## BEGIN Material provided
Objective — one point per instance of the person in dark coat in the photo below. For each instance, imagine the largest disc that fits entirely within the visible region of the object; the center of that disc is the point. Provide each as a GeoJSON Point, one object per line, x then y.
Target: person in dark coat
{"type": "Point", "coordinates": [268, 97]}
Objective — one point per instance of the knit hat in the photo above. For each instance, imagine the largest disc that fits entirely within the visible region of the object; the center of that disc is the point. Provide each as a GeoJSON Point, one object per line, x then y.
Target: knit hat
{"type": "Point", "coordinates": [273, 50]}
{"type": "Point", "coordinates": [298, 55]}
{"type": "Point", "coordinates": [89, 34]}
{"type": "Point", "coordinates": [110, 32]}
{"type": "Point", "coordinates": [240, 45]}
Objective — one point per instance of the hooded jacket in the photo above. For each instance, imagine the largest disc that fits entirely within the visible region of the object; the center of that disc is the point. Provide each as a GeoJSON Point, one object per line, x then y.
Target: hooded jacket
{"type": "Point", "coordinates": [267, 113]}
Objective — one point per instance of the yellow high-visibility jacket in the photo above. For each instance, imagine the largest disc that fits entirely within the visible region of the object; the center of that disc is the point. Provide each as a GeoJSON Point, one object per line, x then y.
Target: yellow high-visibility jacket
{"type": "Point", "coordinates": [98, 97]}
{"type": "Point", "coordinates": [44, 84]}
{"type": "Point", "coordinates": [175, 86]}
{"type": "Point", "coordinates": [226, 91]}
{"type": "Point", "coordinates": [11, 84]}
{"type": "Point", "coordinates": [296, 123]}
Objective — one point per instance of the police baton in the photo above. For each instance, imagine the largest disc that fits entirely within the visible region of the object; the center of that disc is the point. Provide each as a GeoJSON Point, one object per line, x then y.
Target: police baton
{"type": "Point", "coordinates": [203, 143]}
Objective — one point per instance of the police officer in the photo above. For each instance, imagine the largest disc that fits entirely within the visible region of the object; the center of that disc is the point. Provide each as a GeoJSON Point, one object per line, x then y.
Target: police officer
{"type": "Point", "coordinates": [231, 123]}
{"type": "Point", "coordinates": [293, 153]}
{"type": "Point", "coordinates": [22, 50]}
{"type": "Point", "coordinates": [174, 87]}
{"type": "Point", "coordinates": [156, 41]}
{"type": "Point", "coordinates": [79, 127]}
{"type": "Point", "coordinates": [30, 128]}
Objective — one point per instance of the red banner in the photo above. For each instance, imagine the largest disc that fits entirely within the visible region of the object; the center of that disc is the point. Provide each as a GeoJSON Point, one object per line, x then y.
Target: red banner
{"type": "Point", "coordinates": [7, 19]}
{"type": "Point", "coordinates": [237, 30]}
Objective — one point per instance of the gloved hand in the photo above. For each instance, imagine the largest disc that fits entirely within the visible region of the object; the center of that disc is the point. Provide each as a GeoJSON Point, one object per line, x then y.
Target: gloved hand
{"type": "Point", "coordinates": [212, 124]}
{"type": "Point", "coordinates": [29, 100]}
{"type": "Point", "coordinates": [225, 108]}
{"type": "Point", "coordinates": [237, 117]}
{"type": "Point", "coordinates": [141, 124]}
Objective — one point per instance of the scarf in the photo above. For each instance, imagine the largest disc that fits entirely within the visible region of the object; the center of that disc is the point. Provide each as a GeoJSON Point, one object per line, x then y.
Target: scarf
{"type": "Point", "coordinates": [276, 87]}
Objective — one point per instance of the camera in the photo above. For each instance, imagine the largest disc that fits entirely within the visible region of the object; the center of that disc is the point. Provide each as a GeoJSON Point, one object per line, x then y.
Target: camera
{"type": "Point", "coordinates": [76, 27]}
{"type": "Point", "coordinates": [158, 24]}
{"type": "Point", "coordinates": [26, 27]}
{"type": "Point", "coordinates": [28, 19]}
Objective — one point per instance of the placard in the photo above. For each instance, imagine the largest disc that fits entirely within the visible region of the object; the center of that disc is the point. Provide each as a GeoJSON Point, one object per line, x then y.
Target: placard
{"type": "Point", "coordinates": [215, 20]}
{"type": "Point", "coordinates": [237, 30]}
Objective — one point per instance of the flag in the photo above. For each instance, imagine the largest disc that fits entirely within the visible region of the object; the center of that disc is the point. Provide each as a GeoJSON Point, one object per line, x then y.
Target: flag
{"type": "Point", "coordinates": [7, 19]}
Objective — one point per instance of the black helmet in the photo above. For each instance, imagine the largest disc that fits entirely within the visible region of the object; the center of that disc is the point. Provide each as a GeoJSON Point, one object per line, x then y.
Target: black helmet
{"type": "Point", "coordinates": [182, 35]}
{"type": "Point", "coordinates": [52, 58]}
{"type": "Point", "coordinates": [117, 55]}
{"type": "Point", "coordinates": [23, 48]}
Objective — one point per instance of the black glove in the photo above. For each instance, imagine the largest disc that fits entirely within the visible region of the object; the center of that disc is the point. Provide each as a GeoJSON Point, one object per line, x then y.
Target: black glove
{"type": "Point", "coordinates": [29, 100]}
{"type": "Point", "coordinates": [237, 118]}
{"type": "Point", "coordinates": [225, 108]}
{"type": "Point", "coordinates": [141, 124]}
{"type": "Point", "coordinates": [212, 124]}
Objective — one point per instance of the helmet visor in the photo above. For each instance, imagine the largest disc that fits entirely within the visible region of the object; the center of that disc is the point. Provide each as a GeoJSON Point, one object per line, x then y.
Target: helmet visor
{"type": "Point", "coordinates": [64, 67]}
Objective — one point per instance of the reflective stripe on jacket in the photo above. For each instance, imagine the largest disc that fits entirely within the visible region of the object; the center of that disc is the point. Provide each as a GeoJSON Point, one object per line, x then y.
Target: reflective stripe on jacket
## END Material provided
** Job **
From the line containing "Objective — one point per instance of the helmet" to the last line of the material, please quote every line exactly and only those.

** In response **
Objective — one point per instance of the helmet visor in the photo above. For each instance, imagine the largest disc that fits entirely within the visible region of the object; the center of that disc is the point. Provide each as a GeoJSON Point, one object per line, x then y.
Target: helmet visor
{"type": "Point", "coordinates": [64, 67]}
Objective — one point per instance of the reflective stripe on jacket in the photo above. For each instance, imagine the largest disc that fits entirely within the visible region of the object; the center of that disc is the point. Provide each as a GeoJSON Point, one object per line, x then y.
Target: reflective stripe on jacket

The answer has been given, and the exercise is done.